● **Required work**
Quote all lines below exactly. Images stay out.

====== Entries supplied ======

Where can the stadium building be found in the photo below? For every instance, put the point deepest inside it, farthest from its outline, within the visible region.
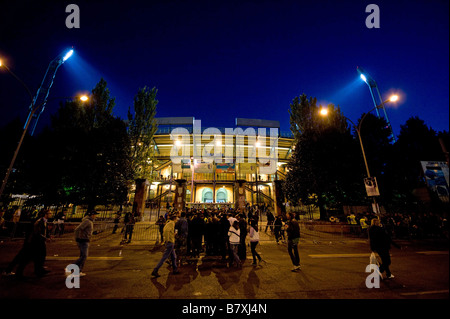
(214, 167)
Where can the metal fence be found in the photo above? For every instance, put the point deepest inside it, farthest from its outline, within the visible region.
(149, 231)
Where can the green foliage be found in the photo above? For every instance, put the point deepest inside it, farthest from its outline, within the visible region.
(324, 168)
(87, 153)
(141, 128)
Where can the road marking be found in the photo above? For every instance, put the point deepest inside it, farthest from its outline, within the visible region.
(425, 292)
(339, 255)
(433, 252)
(75, 258)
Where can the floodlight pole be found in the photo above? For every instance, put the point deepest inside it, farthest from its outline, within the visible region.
(53, 67)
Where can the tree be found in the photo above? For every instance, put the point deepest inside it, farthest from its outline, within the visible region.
(416, 142)
(87, 152)
(141, 128)
(321, 170)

======

● **Finished task**
Where can the stadium building be found in the photo below? For every instance, put the point deepest inside it, farthest from its outline, within the visible region.
(214, 167)
Where can the metal fence be found in the photo above? For every instance, put the point deepest inside it, farthest from its outline, within the visible region.
(149, 231)
Where can the green foliage be found in the photo above? For every instance, put the point deepest inside it, farthest from its outline, within the visible region.
(324, 168)
(87, 153)
(141, 128)
Where can the road marking be found in the photo above? For every instance, put the point deepest inside it, farthest from its outline, within the visible region.
(425, 292)
(339, 255)
(433, 252)
(75, 258)
Where can the floodlight pole be found in the photo above? For every instance, put the point deepest inside it, farthest from its outline, within the visible region.
(53, 67)
Where can the tree be found in the photo above? For every instance, put the point deepest inside it, farthest from its outline, within the visible region.
(416, 142)
(87, 152)
(141, 128)
(321, 170)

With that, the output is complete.